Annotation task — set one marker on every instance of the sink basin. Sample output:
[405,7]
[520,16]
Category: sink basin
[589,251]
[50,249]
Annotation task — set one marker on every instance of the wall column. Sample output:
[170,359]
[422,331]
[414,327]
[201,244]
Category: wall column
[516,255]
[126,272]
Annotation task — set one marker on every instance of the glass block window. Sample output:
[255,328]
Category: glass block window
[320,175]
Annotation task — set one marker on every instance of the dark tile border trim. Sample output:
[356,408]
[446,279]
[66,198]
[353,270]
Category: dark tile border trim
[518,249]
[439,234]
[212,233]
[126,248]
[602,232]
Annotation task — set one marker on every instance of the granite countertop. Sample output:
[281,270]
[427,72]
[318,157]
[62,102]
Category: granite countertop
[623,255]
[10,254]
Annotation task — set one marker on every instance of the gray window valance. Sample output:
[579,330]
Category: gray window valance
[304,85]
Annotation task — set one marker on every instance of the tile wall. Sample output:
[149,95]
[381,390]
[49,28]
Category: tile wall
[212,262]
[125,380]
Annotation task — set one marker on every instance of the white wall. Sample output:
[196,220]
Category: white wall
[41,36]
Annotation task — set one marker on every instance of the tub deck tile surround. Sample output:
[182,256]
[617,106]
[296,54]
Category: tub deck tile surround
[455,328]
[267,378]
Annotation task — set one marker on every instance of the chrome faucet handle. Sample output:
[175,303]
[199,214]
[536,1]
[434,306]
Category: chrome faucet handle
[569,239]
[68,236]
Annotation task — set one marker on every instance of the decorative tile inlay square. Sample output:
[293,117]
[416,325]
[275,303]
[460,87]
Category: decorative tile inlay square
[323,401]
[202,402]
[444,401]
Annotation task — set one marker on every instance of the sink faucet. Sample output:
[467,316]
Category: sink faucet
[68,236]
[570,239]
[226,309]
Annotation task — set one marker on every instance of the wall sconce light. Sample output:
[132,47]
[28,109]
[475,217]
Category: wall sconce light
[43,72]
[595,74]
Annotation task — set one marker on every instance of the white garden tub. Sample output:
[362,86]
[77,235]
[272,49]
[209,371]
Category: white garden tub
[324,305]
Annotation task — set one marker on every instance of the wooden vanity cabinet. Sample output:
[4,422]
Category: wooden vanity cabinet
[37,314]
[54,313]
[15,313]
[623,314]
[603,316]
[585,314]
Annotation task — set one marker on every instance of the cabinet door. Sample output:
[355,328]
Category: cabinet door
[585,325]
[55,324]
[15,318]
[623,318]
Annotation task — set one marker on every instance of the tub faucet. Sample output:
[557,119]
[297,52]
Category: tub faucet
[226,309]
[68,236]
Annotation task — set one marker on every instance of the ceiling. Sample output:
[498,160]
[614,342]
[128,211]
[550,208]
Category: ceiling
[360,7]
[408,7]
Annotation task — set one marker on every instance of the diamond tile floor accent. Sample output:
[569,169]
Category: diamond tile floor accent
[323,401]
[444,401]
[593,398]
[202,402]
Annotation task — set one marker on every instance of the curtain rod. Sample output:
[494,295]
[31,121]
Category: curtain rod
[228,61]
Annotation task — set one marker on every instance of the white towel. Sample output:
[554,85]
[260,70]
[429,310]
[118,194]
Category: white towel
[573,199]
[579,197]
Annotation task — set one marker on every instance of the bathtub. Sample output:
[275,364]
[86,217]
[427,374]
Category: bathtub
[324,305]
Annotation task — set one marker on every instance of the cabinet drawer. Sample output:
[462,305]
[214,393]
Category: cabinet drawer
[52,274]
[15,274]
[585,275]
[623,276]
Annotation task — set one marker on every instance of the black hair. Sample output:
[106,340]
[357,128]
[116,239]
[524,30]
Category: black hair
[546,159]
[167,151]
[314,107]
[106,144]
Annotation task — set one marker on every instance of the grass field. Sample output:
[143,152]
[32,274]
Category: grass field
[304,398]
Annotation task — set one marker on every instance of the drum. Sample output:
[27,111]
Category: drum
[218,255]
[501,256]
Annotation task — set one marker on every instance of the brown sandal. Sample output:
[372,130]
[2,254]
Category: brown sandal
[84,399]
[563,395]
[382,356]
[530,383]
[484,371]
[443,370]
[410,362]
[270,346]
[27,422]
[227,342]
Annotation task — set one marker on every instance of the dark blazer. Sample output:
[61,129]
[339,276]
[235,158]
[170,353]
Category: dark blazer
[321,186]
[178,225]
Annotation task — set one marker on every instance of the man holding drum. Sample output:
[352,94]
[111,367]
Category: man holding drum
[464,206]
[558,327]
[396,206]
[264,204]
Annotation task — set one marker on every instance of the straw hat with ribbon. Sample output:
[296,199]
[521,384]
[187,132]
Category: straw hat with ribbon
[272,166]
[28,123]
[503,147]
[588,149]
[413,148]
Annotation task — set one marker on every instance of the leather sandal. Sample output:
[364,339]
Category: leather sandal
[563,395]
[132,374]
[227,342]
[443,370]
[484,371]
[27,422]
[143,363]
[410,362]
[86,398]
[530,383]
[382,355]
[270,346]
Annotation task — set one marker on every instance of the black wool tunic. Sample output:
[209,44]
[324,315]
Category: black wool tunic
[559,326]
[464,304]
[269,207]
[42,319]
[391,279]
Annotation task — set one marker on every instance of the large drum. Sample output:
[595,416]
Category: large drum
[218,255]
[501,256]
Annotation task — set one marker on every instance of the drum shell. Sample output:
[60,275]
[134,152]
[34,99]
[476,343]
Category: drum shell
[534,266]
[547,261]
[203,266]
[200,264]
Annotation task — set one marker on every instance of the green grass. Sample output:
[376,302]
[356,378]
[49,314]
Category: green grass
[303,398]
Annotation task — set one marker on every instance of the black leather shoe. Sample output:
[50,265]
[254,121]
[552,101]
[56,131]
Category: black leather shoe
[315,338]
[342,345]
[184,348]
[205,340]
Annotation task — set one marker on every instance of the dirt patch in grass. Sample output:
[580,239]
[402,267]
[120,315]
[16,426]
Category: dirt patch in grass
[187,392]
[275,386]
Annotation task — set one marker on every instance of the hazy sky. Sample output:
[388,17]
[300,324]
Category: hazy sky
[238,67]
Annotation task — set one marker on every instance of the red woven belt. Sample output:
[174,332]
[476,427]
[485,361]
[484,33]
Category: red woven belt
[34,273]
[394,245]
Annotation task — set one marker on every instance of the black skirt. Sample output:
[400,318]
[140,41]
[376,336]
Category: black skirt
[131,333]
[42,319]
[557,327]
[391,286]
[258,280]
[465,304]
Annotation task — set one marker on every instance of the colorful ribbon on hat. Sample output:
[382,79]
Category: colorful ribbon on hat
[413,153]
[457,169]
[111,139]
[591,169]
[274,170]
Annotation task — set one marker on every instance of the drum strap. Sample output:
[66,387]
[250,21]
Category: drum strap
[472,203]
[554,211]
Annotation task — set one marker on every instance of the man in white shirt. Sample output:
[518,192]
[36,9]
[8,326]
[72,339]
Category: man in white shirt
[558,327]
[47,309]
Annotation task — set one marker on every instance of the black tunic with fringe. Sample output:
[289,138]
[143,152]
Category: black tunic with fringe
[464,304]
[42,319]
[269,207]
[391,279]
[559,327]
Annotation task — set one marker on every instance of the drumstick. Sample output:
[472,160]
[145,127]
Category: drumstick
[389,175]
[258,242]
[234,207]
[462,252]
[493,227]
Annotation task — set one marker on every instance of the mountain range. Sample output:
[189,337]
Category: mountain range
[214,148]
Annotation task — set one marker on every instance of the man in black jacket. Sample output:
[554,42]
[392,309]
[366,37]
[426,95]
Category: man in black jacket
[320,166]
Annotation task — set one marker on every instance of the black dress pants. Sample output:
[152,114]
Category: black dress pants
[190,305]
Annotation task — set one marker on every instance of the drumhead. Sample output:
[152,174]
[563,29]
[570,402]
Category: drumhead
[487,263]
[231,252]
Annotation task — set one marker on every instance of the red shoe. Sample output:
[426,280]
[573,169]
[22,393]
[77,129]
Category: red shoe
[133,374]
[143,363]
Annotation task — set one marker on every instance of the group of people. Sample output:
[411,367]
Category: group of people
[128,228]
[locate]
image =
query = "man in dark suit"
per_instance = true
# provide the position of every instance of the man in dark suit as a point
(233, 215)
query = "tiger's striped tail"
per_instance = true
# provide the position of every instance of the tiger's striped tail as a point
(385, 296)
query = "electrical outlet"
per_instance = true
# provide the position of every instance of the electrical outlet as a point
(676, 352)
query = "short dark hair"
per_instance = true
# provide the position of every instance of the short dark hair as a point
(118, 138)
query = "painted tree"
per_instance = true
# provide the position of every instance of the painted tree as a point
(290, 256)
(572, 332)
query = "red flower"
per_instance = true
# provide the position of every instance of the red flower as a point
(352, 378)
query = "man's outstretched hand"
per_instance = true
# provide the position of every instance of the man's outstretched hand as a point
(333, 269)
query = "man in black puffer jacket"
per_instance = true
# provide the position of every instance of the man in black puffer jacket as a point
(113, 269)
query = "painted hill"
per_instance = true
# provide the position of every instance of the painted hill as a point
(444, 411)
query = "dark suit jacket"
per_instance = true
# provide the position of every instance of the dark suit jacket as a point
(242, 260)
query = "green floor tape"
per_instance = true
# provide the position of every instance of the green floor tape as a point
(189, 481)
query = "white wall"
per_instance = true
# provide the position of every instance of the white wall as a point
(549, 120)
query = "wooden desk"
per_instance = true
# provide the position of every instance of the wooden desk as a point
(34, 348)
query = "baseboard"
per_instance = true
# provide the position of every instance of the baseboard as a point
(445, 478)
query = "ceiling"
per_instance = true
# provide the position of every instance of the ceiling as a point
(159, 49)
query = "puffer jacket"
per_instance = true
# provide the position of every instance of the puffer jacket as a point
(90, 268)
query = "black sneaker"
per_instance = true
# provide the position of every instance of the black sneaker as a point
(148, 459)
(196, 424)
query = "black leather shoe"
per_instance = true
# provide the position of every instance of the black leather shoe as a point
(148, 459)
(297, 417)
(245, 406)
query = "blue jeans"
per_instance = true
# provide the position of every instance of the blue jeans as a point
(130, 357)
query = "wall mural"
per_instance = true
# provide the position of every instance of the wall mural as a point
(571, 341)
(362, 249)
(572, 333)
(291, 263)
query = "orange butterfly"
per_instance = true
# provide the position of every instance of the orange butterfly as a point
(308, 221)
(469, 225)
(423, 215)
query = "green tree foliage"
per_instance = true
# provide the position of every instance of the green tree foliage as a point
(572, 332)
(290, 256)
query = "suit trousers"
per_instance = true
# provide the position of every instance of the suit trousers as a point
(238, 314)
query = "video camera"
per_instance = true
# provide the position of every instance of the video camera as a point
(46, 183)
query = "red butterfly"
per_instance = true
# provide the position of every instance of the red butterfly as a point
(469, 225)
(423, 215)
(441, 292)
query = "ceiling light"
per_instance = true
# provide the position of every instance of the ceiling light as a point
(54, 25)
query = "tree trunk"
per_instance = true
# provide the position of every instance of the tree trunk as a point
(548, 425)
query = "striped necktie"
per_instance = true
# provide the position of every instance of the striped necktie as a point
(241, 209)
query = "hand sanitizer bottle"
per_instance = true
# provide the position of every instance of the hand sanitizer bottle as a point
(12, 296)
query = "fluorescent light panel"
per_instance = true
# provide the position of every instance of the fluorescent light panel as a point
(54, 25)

# YOUR OBJECTIVE
Extract each line of the rows above that contains the word "large", matching case exactly.

# THE OUTPUT
Annotation task — set one marker on every instance of the large drum. Sample output:
Category: large drum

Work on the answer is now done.